● **WORK REQUEST**
Every entry below is to be copied exactly as written.

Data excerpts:
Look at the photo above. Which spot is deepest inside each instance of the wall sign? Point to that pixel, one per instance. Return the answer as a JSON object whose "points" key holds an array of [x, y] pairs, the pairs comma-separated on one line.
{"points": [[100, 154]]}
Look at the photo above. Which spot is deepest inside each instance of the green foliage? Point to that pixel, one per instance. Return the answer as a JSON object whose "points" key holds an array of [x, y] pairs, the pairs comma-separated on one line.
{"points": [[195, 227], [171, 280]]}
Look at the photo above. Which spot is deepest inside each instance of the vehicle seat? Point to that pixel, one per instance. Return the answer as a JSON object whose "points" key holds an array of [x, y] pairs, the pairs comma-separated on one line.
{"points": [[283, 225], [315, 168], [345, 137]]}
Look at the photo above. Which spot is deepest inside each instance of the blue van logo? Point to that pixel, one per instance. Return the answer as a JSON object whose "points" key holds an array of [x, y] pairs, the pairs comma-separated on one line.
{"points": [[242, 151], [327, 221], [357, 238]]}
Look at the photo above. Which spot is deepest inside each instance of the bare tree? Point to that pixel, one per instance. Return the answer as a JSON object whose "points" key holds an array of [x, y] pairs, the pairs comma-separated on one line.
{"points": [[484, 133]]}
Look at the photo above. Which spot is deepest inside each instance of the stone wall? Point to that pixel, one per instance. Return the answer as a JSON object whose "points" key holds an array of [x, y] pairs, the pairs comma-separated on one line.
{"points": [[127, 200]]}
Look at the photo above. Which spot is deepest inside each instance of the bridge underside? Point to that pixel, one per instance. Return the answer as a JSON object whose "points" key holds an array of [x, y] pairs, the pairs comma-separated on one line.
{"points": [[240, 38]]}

● **YOUR SOLUTION**
Look at the photo above. Which spot is deepest inside each instance of the wall sign? Point to that pixel, one per instance. Return the answer as a JSON object whose "points" key holds an array of [x, y] pairs, the pairs comma-separated on one line.
{"points": [[100, 154]]}
Look at the photo above. Which spot is deepest inside each instance of the green foliage? Point to that pixel, one per instance. Return the answer as a JSON object whose "points" key holds an array of [x, y] pairs, the pairs comma-separated on one line.
{"points": [[195, 227], [171, 280]]}
Look at the photo above. Which spot is deepest inside each instance of the vehicle seat? Point to that pixel, one per instance. Return the answer as a JSON object whose "points" key holds an array of [x, y] pairs, the pairs comma-separated on one line.
{"points": [[283, 225], [315, 168], [345, 137]]}
Look at the photo above. Which spot is deepest inside each instance of the blue van logo? Point to that pixel, one per instance. Return the answer as a JSON object whose "points" key holds an array of [x, y] pairs, the pairs comma-separated on one line.
{"points": [[242, 151], [327, 221], [357, 238]]}
Look at the photo above. Which spot is deepest inside each instance of the bare tree? Point to that pixel, one per instance. Return the answer as a JSON object whose "points" key holds an array of [x, y] pairs, the pairs comma-separated on one line.
{"points": [[484, 133]]}
Look at the photo above. Which spot is deepest inside each instance of the stone wall? Point to that pixel, one per instance. Return the answer as a JSON object whose "points" key holds an array of [x, y] pairs, the pairs comma-separated on one line.
{"points": [[127, 200]]}
Look at the photo above. Which spot is deepest inside each instance of the bridge underside? Point to that pixel, one per instance. Return the answer as a JSON object whose "points" key holds an array of [x, y] pairs, the pairs comma-separated on one line.
{"points": [[240, 38]]}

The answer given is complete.